Figure 5 shows the resulting dispatch by the ISO. This dispatch respects the 600-MW line flow constraint and allows each merchant to maintain a balanced schedule. This dispatch costs $1,200 more than the efficient dispatch found by the Northeastern ISOs. Power traders can easily correct part of this inefficiency. Without affecting total quantities of power produced at each bus, merchants B and C can shift 150 MW of output from generator C1 to generator B1, thus reducing costs and increasing their profits by $450 (150 MW times the $3 difference in generator incremental costs).
The merchants will have a difficult time finding the remaining $750 of cost reductions, however. Part of the reason is that the needed redispatch involves plants at multiple busses and with multiple owners; the additional cost savings require that generator A2 increase output by 300 MW while generators B1, B3 and C1 decrease output by 100 MW, 150 MW and 50 MW, respectively. But the merchants sometimes will not want to undertake such trades because of the incentives created by the pricing of the transmission constraint between busses 1 and 3. For example, while Table 4 indicates that the California price for this constraint is $36 per megawatt-hour, the efficient price is only $30.[Fn.5]
In all fairness, California's main transmission constraint ("Path 15") does not have the sort of loop flow problem that appears in the example of figures 3 through 5. In California, therefore, dispatch generally will be almost as efficient, and sometimes equally efficient, as dispatch of transmission in the New York and PJM markets.

----------

> _Challenges_
A) How would you render this sentence from the passage on power dispatch in Spanish: "Power traders can easily correct part of this inefficiency."
B) Can you carry the passage on power dispatch forward, picking up right after its final sentence?

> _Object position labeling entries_
----------

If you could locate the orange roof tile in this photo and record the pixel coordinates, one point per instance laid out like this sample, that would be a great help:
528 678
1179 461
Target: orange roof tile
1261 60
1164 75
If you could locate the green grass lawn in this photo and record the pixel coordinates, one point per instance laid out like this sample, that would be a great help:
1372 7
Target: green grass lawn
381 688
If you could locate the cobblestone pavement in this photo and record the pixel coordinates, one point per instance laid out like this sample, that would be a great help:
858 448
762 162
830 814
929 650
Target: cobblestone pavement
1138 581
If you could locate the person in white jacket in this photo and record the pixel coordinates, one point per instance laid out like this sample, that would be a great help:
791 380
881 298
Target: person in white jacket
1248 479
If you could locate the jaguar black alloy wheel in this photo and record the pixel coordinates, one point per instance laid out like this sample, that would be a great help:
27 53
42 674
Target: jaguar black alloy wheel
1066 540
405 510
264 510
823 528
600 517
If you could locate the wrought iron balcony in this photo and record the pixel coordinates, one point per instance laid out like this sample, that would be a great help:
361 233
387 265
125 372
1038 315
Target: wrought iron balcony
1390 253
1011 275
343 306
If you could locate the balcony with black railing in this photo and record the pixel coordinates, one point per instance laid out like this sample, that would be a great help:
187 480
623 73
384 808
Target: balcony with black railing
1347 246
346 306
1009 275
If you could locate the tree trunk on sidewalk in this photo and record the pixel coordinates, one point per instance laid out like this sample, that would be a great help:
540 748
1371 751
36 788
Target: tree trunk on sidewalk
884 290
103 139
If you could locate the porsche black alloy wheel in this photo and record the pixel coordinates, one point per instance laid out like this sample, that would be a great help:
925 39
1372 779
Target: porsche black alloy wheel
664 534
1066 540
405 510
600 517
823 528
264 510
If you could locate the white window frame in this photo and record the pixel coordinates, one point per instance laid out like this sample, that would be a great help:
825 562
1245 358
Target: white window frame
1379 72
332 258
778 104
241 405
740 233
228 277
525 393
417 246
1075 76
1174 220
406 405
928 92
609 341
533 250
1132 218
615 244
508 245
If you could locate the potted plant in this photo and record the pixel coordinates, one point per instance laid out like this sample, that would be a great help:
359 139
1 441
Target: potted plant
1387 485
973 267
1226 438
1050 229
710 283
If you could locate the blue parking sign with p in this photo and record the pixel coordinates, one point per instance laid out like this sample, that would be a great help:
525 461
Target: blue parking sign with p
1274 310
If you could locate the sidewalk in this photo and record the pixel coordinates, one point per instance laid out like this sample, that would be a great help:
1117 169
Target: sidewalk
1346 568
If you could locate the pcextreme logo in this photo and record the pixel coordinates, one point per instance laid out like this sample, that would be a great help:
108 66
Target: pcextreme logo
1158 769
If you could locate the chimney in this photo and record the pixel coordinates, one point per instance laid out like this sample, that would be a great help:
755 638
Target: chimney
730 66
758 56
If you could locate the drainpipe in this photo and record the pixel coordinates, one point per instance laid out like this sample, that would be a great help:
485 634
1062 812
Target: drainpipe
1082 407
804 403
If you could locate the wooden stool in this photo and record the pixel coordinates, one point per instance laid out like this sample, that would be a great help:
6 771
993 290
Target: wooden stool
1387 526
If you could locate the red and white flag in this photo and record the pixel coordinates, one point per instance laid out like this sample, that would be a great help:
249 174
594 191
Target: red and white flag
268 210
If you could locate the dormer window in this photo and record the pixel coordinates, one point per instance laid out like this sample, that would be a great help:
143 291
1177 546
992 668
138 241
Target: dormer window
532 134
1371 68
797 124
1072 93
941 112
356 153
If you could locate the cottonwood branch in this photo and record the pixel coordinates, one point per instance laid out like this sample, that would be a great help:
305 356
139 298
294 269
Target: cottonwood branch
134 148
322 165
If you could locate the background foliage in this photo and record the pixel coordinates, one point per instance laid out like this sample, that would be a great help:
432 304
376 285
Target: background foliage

----------

> _Final answers_
A) Los comerciantes de energía pueden corregir fácilmente parte de esta ineficiencia.

B)
Regional power systems that are considering imitating the California approach to transmission pricing should be aware, however, that loop flows can compromise the efficiency of this pricing approach. There nonetheless is a simple remedy for the inefficiencies of the California approach, a remedy that would improve market efficiency with or without loop flows. This remedy is to allow the ISO to accept unbalanced bids for congestion redispatch, so that the ISO, for example, can reduce the generation of one merchant firm while increasing the generation of another merchant firm. This remedy has been explicitly rejected in California because of a belief that such voluntary bids from voluntary bidders would allow the ISO to "force" trades among market participants.
Non-Price Methods. ERCOT, MISO and New England primarily rely upon two non-price methods to assure that transmission limits are respected. The first method has the ISO (or some other party) pay generators or loads for redispatch; the costs of this redispatch are then recovered from designated customer groups. The second method has the ISO curtail use of transmission facilities according to the access priority assigned to each transmission customer. California, New York and PJM, by contrast, rely upon non-price methods only when price-based methods are not sufficient to fully manage congestion.
The different priority schemes used by ISOs display a common pattern. Customers taking network service and firm point-to-point service share an access priority that is higher than that of non-firm point-to-point service. Among the customers taking the same kind of service, those with longer-duration contracts (e.g., a year) have higher access priority than those with shorter-duration contracts (e.g., a week). Within each of these duration subcategories, priority usually is given to the customers who signed contracts first, though New England also gives higher priority to customers who pay higher prices for their service.
Following such a priority scheme, ERCOT manages congestion by first curtailing non-firm transactions, then short-duration firm transactions and then longer-duration firm transactions. If flows are still too large, ERCOT asks merchant firms to redispatch their planned resources. Each merchant's redispatch responsibility is proportional to its load on the downstream side of the transmission constraint, and each merchant bears the costs of its own redispatch. If further congestion relief is required, ERCOT orders merchants to dispatch their unplanned resources, the costs of which are shared by all customers that benefit from the redispatch.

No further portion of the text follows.